As the new year begins, investors are trying to make sense of a crazy time. Even with the world going through its worst pandemic in a century, stock markets were able to move beyond months of complete economic shutdowns across much of the globe and instead focus on prospects for the future.
Two weeks in, 2021 has continued the stock market’s upward momentum from 2020, producing moves into new record territory for many major indexes.
Bullish investors argue that a steady rise is completely normal for stocks, and they’re hopeful for improving conditions to bring more gains in the coming year.
That’s powering big gains for high-flying stocks like Tesla (NASDAQ:TSLA). Others fear that the markets have gotten ahead of themselves and think another crash could come in the months ahead.
One way to gauge the likelihood of future stock market moves is to look at sentiment among rank-and-file investors. That would ordinarily be difficult to get. But thanks to the American Association of Individual Investors (AAII), it’s actually easy to get a reading on what Main Street investors are thinking — and whether it suggests a crash or a continuing bull market in 2021.
What the AAII tells you every week
The AAII has served more than 2 million investors with its research, information, and educational materials. The investing organization prides itself on the value of community, encouraging small groups of investors to form local chapters and bringing members together for regular conferences.
For more than 30 years, AAII has asked its members a very simple question each and every week: What direction do they think the stock market will move in the next six months? The organization tallies up the bullish, neutral, and bearish votes and then releases the results in its AAII Investor Sentiment Survey.
As you’d expect from those who believe in the power of long-term investing, there tends to be a slightly bullish bias to the survey results. Over the years, the average reading has been roughly 40% bullish, with 30% bearish and 30% neutral. That’s consistent with the upward movement of the stock market since the late 1980s.

EXERCISE TASKS
A. Please list each vote category in the survey described in the investor sentiment article, along with the average reading the article gives for it.
B. Reproduce the portion of the investor sentiment article that begins with the words containing "One way to gauge" and ends with "for regular conferences.", word for word.
The dataset entries have nothing to do with this.

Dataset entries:

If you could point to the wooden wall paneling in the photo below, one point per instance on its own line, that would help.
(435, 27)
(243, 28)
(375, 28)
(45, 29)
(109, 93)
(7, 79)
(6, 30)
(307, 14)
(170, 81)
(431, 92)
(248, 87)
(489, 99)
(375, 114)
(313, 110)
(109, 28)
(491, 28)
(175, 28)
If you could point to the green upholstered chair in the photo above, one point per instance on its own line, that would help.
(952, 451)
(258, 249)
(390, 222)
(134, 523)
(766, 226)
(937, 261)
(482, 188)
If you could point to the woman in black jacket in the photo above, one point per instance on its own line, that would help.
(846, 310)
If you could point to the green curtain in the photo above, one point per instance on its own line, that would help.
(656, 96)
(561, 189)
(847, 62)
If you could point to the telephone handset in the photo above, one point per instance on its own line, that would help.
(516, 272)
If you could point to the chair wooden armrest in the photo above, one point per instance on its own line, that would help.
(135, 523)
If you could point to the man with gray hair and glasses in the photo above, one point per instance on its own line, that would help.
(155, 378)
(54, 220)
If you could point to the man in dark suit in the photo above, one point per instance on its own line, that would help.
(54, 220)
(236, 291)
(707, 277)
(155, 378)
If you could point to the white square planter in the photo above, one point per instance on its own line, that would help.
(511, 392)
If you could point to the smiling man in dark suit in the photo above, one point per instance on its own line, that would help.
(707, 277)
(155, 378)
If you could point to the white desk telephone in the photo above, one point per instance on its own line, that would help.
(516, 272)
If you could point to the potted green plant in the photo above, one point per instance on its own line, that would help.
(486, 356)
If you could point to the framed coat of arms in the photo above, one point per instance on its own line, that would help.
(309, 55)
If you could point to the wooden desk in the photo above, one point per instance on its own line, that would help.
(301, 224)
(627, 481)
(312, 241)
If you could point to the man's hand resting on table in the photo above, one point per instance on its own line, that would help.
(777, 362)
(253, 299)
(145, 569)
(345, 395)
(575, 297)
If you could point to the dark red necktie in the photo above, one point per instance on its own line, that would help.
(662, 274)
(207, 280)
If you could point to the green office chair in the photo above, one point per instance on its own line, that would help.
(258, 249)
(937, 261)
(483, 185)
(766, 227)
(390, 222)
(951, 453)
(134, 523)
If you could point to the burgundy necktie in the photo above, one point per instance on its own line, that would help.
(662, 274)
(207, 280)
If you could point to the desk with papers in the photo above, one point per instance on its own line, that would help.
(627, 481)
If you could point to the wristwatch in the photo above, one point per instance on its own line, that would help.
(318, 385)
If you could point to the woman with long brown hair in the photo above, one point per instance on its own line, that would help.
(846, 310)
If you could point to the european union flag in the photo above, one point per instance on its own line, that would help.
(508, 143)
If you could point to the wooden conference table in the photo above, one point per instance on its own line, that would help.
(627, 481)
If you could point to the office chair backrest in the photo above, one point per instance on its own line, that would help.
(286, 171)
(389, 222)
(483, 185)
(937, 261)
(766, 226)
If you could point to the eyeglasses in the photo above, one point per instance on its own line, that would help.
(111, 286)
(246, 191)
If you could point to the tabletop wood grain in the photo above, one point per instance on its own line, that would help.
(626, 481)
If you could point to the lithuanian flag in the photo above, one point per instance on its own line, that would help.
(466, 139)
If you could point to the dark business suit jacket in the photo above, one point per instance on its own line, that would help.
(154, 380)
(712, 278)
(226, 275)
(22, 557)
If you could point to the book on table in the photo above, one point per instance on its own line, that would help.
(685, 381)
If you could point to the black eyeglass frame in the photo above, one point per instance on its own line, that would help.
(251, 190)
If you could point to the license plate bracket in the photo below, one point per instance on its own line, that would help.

---

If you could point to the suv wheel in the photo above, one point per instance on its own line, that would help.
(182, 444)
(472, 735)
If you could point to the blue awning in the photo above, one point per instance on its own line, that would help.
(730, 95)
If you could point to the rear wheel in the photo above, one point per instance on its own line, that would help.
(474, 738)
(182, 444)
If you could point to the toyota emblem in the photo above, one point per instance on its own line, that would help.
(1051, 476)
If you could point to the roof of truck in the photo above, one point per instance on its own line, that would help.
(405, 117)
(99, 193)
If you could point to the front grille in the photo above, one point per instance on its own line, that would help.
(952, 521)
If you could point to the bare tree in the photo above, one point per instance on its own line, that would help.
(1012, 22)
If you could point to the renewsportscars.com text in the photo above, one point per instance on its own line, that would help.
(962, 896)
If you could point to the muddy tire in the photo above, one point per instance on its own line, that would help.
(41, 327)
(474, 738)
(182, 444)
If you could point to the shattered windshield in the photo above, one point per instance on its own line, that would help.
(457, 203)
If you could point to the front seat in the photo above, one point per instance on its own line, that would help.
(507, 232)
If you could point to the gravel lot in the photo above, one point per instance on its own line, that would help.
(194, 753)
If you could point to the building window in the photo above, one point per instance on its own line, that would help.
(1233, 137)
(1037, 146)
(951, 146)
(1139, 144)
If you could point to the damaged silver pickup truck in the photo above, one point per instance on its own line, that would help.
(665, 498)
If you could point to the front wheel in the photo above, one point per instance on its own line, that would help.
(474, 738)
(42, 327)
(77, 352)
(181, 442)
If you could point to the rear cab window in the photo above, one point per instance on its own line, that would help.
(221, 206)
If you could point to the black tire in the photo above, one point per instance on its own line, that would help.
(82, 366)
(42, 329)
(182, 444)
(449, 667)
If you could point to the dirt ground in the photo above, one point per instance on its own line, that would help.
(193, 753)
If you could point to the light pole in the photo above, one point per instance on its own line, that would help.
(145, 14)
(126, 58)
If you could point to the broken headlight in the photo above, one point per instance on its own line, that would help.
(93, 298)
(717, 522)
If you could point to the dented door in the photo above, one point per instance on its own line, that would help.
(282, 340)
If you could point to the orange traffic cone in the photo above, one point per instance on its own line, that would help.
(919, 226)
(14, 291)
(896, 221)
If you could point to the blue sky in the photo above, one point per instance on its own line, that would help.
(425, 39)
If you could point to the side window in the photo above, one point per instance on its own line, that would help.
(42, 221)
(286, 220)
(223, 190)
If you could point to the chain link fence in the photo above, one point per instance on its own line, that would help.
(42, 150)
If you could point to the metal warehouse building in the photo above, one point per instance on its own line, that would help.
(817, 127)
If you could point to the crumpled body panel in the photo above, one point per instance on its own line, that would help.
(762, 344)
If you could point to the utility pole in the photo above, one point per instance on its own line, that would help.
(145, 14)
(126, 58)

ANSWERS TO THE PROBLEMS
A.
Bullish: roughly 40%
Bearish: 30%
Neutral: 30%

B.
One way to gauge the likelihood of future stock market moves is to look at sentiment among rank-and-file investors. That would ordinarily be difficult to get. But thanks to the American Association of Individual Investors (AAII), it’s actually easy to get a reading on what Main Street investors are thinking — and whether it suggests a crash or a continuing bull market in 2021.
What the AAII tells you every week
The AAII has served more than 2 million investors with its research, information, and educational materials. The investing organization prides itself on the value of community, encouraging small groups of investors to form local chapters and bringing members together for regular conferences.